(ЗАДАНИЕ A): Перепишите часть воспоминаний об игре с Черкасовым: начните со слов "За кулисами мы" и закончите словами "знает до чего.". Везде замените "Колей" на "Николаем".
(ЗАДАНИЕ B): Определите по воспоминаниям об игре с Черкасовым, верно ли каждое утверждение: (i) Брянцев разрешил изменить установленную мизансцену; (ii) после разговора с Брянцевым актёров вызвали на репетицию; (iii) в глубине души каждый из актёров знал, что Брянцев был прав. На каждое ответьте «да» или «нет» и приведите точную цитату.
(ЗАДАНИЕ C): Продолжите воспоминания об игре с Черкасовым, начиная сразу после последнего предложения.

(ИСХОДНЫЙ ТЕКСТ):

Всё это было проделано так ловко, что зритель пришёл в неописуемый восторг. «Что у вас происходит с Черкасовым?» – спросил в антракте Брянцев. Я ответила, что мне очень интересно играть с ним, так как я никогда не знаю, как он будет реагировать на мой подход к нему. «А как было установлено?» – спросил Брянцев. «А разве нельзя изменить установленную мизансцену?» – в свой черёд спросила я. «Нет, нельзя», – ответил Александр Александрович. Нас с Колей вызвали на репетицию, и строго определили, что мы должны делать в этой сцене. «А то играете друг с другом как дети. Вы же взрослые актёры и должны в спектакле точно исполнять предложенное вам решение мизансцены. Все ваши выдумки надо было предлагать на репетиции, а в спектакле уже играются вещи, отобранные совместно с режиссёром».
За кулисами мы с Колей обсуждали этот случай: «А скучно так, гораздо интересней, когда не знаешь, что тебя ждёт и как ты будешь реагировать».
В глубине души каждый из нас знал, что Брянцев был прав, так как иначе можно доиграться бог знает до чего.

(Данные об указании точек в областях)
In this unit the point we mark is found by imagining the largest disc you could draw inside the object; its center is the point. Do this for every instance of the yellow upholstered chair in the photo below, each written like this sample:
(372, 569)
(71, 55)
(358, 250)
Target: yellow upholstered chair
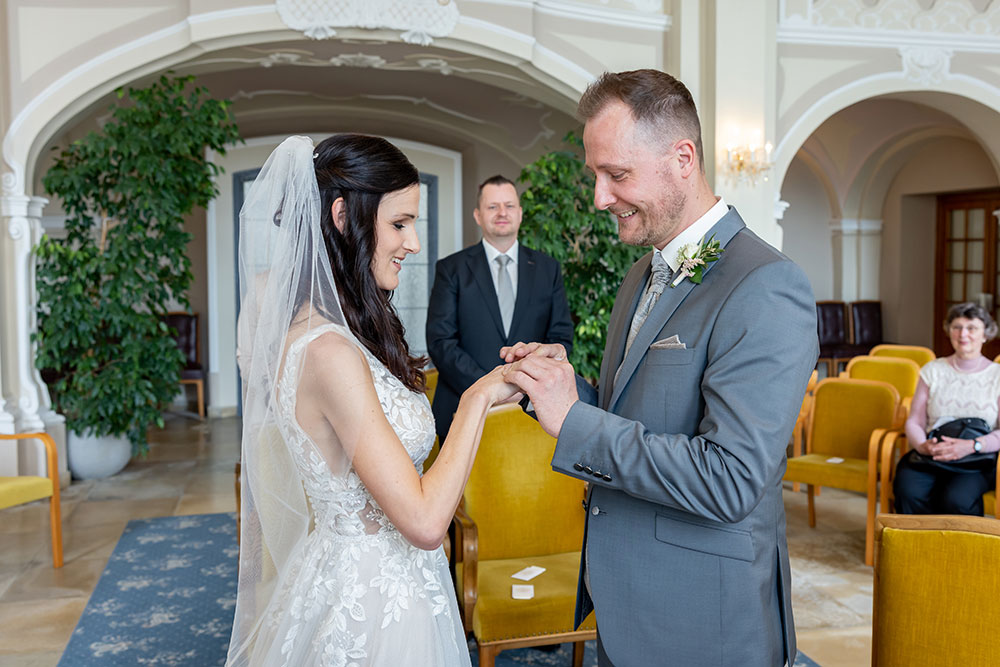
(26, 488)
(518, 512)
(901, 372)
(844, 433)
(935, 593)
(917, 353)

(ОТВЕТ A):
За кулисами мы с Николаем обсуждали этот случай: «А скучно так, гораздо интересней, когда не знаешь, что тебя ждёт и как ты будешь реагировать».
В глубине души каждый из нас знал, что Брянцев был прав, так как иначе можно доиграться бог знает до чего.

(ОТВЕТ B):
(i) Нет: «Нет, нельзя», – ответил Александр Александрович.
(ii) Да: «Нас с Колей вызвали на репетицию».
(iii) Да: «В глубине души каждый из нас знал, что Брянцев был прав».

(ОТВЕТ C):
Зато в спектакле «Похититель огня» Горлова Коля отводил душу. Он изображал одну из обезьян, которые были, по существу, униформистами сцены. Они же – слуги просцениума – во время действия переставляли декорацию, и делали это с таким видом и с таким отношением к предмету, как будто обезьяна очень в этом заинтересована. А как он прыгал с одного конца сцены на другой – это был не прыжок, а необыкновенный полёт, мы все с замиранием сердца ждали, достигнет он цели или нет.
Спектакль начинался музыкальным прологом – пляской обезьян, акробатической и острой пантомимой. Обезьяны, меняя место действия, создавали перед зрителем то пещеру тунгуинов, то бездны в горах, то узкие таинственные тропинки или кратер, откуда добывали огонь. Это был спектакль-легенда героического, романтического плана. Юноша Райго – сын первобытного племени (Кисиц) со стариком Шуху (Горлов) и подростком Ноту (Арене) преодолевают всевозможные опасные препятствия, почти смертельные, чтобы добыть огонь для своего племени и сделать жизнь первобытных людей более счастливой, более человечной. Этот спектакль играли с увлечением и большой отдачей все, даже не имеющие ни единого слова, в том числе и Черкасов.
Я же любила смотреть на Черкасова-обезьяну, когда он садился и начинал спокойно себя почесывать и выискивать блох. Делал он это на полном серьёзе. Вдруг обезьяна упускала блоху, он начинал вертеться вокруг себя, пищал, фыркал, возмущаясь, и, наконец, остановив свой взгляд на ком-нибудь из нас (изображавших первобытных людей), шёл к нему жаловаться на блоху. Я всегда ждала, кого же Черкасов выберет себе в партнёры, но длилось это недолго.